Text under study:

Wednesday, June 28, 2006

Open mouth, insert foot.

In conversations, I sometimes use the wrong word in sentences. One crisp autumn day, when I was a freshman in high school, my drama teacher gave me wonderful news. During the last class of the day--which was English with my drama teacher--time passed as slowly as molasses on a cold day. I fidgeted in my seat, chewing fretfully on my pencil and trying to focus on the worksheet in front of me.

The dismissal bell buzzed like a horde of angry bees, and my classmates and I bolted toward the doors like a stampede of crazed cattle, me being the heifer in the lead.

The bus ride home was torture, and I unconsciously pushed against the back of the cracked and peeling seat in front of me, willing the bus to go faster. My best friend sat beside me and chattered happily, but she might as well have been talking to a brick wall; my mind was on getting home and sharing the incredible news with my parents. Soon, we reached my driveway, and I barely waited for the bus to stop before I charged down the aisle, off the bus, and down the shady tree-lined drive to my house. I swept into the front door with the force of a twister, threw down my books, and in a grand theatrical style, announced to my parents--who were in the living room--"Guess what?"

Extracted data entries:
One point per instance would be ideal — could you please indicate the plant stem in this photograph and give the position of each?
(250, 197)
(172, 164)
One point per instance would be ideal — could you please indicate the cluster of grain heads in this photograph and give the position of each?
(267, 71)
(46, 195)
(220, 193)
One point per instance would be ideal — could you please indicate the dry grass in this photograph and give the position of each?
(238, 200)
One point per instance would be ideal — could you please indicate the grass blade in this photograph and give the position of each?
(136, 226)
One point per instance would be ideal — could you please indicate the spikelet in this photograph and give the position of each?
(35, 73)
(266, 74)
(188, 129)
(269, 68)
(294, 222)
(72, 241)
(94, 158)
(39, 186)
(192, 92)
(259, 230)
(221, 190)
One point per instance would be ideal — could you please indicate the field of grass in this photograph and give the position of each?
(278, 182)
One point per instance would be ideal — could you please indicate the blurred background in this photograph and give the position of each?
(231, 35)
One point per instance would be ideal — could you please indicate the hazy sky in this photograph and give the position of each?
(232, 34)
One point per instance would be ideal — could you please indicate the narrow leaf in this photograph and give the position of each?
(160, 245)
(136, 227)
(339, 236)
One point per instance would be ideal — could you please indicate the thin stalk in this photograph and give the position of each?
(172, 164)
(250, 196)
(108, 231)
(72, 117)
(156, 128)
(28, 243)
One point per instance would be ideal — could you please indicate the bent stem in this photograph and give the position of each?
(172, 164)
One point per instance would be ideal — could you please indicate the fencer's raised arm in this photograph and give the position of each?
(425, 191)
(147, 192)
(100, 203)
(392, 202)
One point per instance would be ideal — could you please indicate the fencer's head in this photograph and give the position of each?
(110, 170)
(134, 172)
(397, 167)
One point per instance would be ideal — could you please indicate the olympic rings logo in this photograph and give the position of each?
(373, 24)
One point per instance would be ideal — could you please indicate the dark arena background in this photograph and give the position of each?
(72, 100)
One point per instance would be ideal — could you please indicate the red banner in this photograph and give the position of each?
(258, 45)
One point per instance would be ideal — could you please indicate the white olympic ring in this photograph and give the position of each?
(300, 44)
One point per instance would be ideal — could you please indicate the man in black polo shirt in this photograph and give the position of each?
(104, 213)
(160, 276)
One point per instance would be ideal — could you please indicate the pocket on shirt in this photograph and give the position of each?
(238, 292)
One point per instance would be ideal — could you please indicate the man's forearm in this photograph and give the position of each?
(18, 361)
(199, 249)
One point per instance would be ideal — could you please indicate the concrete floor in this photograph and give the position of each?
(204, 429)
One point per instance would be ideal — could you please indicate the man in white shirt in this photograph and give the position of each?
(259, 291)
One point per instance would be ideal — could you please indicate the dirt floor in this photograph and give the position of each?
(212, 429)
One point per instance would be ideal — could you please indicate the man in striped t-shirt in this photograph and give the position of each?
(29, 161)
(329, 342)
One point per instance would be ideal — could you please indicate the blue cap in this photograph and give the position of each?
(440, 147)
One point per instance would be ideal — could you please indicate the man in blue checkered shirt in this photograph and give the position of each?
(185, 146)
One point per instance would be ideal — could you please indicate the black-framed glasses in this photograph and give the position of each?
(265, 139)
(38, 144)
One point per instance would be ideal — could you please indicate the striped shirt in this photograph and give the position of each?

Assignment: Continue the blog entry titled "Open mouth, insert foot." starting after its final sentence, in which the narrator asks the parents "Guess what?" These rows are separate material and are not part of the blog entry.

Exercise result:
"What?" Daddy asked, taking a sip from his coffee cup and not bothering to look up from his paper.

"I'm a member of the lesbian society!"

Daddy's eyes bugged out like a bullfrog's and he blanched beneath his swarthy complextion as he choked and spewed coffee all over his newspaper.

"You're WHAT?" he spluttered.

I crindged in my Reeboks and took a step backward towards the door. Maybe this wasn't good news after all. I thought people liked actresses.

Mama laughed until tears came to her eyes. "No baby, you must mean THESPIAN SOCIETY."

"Yeah, that's it. What's the diff?" Mama took me aside and told me the difference. I blushed when I realized my mistake. Most people learn from their mistakes, but not me.

Years passed without incident until a few weeks before I married John. In the required interview before the ceremony, the priest asked me if I truly loved John. "Oh yes, I'm deeply in lust with him," I babbled happily. My response got me a discrete jab in the ribs from John, and a raised eyebrow from the priest. But wait. . .it gets better.


After my car accident several years ago, Mama stayed with us after I was released from the hospital. I don't like to take anything stronger than an tylenol, but because of my severe pain, I was forced to take a painkiller strong enough to knock a horse off it's feet. On afternoon was particularly trying for the family; I had a follow-up with the doctor, and John picked up his C-PAP for his sleep apnea. As soon as we got back home, I took a painkiller; I felt like someone was jabbing me with a hot poker all over my body. I turned on the TV, and collapsed on the couch while Mama sat in the rocking chair nearby.. The pill took affect immediately, and dimly I was aware of my mom groaning in the chair. Even in my condition I was alarmed.

"Are you okay?" I asked her groggily.

"Yes baby. Just having ANGINA pains."

"John, what are you doing?" I called.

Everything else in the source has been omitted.